Excerpt to read –
++++++

Define model prompt and runnable chain

In [7]:
template = """Answer the question based only on the following context:
            {context}

            Question: {question}
            """

# Create the prompt
prompt = ChatPromptTemplate.from_template(template)

## Create output dictionary
answer = ({
                "response": prompt | model,
                "context": itemgetter("context"),
            }
    )

# Build the chain from components
chain = (
            RunnableParallel({
                "context": itemgetter("question") | retriever,
                "question": itemgetter("question")
            })  
            | {
                "context": lambda x: filter_context(x["context"], token_limit, model_name),
                "question": itemgetter("question")
            }
            | answer
    )

Function to stream output

In [8]:
def stream_model_output(question: str) -> Generator[str]:

    """
    Generator function to stream model output

    Args:
        question (str): user question to the model

    Yields:
        output (str): tokens from the model response

    """

    stream_gen = chain.stream({"question":question})    

    output = ''

    for s in stream_gen:

        if 'response' in s.keys():
            output += s['response'].content
            yield output


Launch model

In [None]:
demo = gr.Interface(fn = stream_model_output, 
                    inputs = [gr.Text(label="Ask your question here:")],
                    outputs = [gr.Text(label="Answer")]) 

demo.launch()

* Running on local URL:  http://127.0.0.1:7861
* To create a public link, set `share=True` in `launch()`.

++++++

Excerpted data –
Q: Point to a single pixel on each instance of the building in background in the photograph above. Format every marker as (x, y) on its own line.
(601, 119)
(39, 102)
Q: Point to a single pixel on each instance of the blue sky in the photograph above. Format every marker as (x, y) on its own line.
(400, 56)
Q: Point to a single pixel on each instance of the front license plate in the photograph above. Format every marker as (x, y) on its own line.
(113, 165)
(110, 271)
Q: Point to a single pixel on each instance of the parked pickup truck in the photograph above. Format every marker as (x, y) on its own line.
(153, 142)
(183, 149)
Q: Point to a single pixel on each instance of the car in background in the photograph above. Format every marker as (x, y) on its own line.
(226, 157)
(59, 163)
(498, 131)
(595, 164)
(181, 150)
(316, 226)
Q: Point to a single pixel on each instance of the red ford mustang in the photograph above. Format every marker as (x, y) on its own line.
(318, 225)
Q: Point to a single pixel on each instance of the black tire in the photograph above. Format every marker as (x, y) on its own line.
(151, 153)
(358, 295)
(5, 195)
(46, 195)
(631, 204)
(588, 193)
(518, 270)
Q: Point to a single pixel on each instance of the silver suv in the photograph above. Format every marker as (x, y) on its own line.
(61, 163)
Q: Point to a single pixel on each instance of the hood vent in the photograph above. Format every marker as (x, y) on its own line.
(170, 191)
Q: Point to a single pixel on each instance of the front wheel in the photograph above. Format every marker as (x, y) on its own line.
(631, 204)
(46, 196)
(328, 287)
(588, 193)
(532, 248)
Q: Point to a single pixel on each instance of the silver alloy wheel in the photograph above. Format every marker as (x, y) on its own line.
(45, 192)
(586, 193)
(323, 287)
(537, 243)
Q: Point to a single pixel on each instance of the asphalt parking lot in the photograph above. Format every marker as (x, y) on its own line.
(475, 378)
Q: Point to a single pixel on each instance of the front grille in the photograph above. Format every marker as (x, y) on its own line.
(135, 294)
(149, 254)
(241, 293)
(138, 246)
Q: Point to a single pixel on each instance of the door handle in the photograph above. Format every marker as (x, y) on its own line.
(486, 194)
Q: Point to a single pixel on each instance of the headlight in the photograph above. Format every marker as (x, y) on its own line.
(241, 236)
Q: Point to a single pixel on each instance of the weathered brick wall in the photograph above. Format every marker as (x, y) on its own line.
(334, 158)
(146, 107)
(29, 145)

++++++

Work request 1 – Summarize the notebook excerpt in two sentences.
Work request 2 – Rewrite the part of the notebook excerpt between "Launch model" and "demo.launch()", inclusive, replacing "demo" with "app".
The records are separate material and are not connected to the notebook excerpt.

Task solution 1 – The excerpt defines a prompt template that answers a question based only on the given context, and it builds a chain that retrieves context for the question, filters that context, and returns a response along with the context. A generator function streams tokens from the model response, and an interface built around that function is launched on a local URL.

Task solution 2 –
Launch model

In [None]:
app = gr.Interface(fn = stream_model_output, 
                    inputs = [gr.Text(label="Ask your question here:")],
                    outputs = [gr.Text(label="Answer")]) 

app.launch()